* BEGIN Data section *
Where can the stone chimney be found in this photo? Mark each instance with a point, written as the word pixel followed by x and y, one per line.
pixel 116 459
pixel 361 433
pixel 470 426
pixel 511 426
* END Data section *
Could you format the lines above as a JSON list of strings, one string per line, with any blank lines left out?

[
  "Where can the stone chimney be found in this photo? Mark each instance with a point, written as the word pixel followed by x and y, one per line.",
  "pixel 116 459",
  "pixel 361 433",
  "pixel 470 426",
  "pixel 511 426"
]